WHAT YOU ARE ASKED TO DO -
Your task is to restate exactly the lines from the one holding "241, row 100" to the end of the entries below, inclusive.

(Extracted data entries)

***

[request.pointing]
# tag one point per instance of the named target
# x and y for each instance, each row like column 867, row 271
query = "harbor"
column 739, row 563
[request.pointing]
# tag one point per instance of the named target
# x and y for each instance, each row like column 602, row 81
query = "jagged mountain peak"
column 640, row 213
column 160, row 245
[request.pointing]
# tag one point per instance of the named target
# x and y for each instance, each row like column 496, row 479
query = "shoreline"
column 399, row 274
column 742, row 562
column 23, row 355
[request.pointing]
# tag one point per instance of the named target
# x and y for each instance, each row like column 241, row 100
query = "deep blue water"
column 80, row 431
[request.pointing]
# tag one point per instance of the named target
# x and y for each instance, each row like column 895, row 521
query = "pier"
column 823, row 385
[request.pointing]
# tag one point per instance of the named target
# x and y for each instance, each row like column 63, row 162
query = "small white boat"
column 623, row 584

***

EXERCISE SOLUTION -
# x and y for each instance, each row like column 241, row 100
query = "deep blue water"
column 80, row 431
[request.pointing]
# tag one point per instance of the named target
# x and y for each instance, each row like column 895, row 521
query = "pier"
column 823, row 385
[request.pointing]
# tag one point per instance of the named target
# x and y for each instance, each row like column 63, row 162
query = "small white boat"
column 623, row 584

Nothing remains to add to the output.